**Natural-language object grounding data**
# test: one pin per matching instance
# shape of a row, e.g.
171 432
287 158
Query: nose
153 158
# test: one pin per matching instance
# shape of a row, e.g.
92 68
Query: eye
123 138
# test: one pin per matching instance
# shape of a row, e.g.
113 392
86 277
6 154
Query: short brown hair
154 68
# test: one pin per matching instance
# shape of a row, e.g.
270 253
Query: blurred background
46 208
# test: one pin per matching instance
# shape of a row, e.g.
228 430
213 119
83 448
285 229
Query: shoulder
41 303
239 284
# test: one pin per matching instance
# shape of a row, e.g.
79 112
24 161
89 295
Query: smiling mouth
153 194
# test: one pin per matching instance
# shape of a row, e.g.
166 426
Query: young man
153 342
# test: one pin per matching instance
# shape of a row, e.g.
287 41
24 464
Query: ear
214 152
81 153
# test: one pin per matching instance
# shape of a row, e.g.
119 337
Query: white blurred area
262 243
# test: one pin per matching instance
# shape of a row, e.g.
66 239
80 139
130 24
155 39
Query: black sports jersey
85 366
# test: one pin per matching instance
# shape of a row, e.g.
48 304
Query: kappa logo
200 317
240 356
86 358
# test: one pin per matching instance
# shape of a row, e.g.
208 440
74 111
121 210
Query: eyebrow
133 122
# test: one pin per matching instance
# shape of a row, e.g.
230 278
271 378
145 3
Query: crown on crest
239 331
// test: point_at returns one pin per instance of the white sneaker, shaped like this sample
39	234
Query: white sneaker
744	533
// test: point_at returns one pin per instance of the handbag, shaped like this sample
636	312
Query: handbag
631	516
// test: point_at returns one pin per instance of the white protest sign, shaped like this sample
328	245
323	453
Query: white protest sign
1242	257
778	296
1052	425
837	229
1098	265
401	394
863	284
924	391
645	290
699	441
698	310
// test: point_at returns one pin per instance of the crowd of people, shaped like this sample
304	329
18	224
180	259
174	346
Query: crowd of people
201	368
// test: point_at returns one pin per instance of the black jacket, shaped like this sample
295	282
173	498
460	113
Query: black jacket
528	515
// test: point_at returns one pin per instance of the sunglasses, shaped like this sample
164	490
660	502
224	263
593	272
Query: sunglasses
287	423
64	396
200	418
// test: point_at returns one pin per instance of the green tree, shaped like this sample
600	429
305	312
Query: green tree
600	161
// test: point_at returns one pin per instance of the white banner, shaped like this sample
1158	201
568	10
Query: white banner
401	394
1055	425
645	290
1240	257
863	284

**Task to complete**
Repeat each entry word for word.

**Exercise solution**
# test: one pin per matching instance
# shape of a row, e.g.
171 432
287 158
Query: nose
153 158
# test: one pin per matching instance
# shape of a row, e.g.
92 68
Query: eye
123 138
# test: one pin per matching instance
# shape of a row, e.g.
113 392
86 277
6 154
Query: short brown hair
154 68
# test: one pin per matching instance
# shape of a row, e.g.
270 253
Query: blurred background
46 208
# test: one pin per matching instance
# shape of a row, e.g.
228 430
213 119
83 448
285 229
Query: shoulder
41 303
239 284
# test: one pin per matching instance
# shape of a row, e.g.
79 112
24 161
89 295
Query: smiling mouth
153 194
# test: one pin per matching instance
# shape of a row, e.g.
166 426
Query: young man
153 342
# test: one pin per matching instance
# shape of a row, e.g.
287 41
24 464
Query: ear
214 152
81 153
# test: one pin per matching instance
# shape of a row, e.g.
119 337
Query: white blurred area
262 243
# test: one pin per matching instance
# shape of a row, e.g.
66 239
80 139
130 24
155 39
Query: black sports jersey
85 366
# test: one pin per matching instance
# shape of a row, e.g.
48 304
Query: kappa logo
200 317
240 356
86 358
# test: one pin per matching instance
# shape of a row, e.g.
208 440
74 111
121 210
Query: eyebrow
133 122
# test: one pin per matching instance
# shape of a row, e.g.
230 278
271 378
145 3
Query: crown on crest
239 331
// test: point_at returns one pin per instance of the white sneaker, shaped like this sample
39	234
Query: white sneaker
744	533
// test: point_at returns one pin per instance of the handbag, shaped like this sample
636	312
Query: handbag
631	516
// test: point_at returns one pin per instance of the white protest sign, shaped like this sample
328	245
323	453
Query: white protest sign
1242	257
778	296
1052	425
837	229
1098	265
401	394
863	284
924	391
645	290
699	441
698	310
// test: point_at returns one pin per instance of the crowd of people, shaped like this sample
304	329
18	224
180	259
174	346
Query: crowd of people
201	368
// test: point_at returns one pin per instance of the black jacket, shaped like this sample
295	282
173	498
460	113
Query: black jacket
528	515
// test: point_at returns one pin per instance of the sunglasses, shaped like this sample
164	490
660	502
224	263
593	272
Query: sunglasses
287	423
64	396
200	418
// test: point_at returns one pin per instance of the green tree, shaped like this sample
600	429
305	312
Query: green tree
600	161
// test: point_at returns one pin per instance of the white banner, shaped like this sample
1158	201
568	10
Query: white banner
401	394
1055	425
645	290
1240	257
863	284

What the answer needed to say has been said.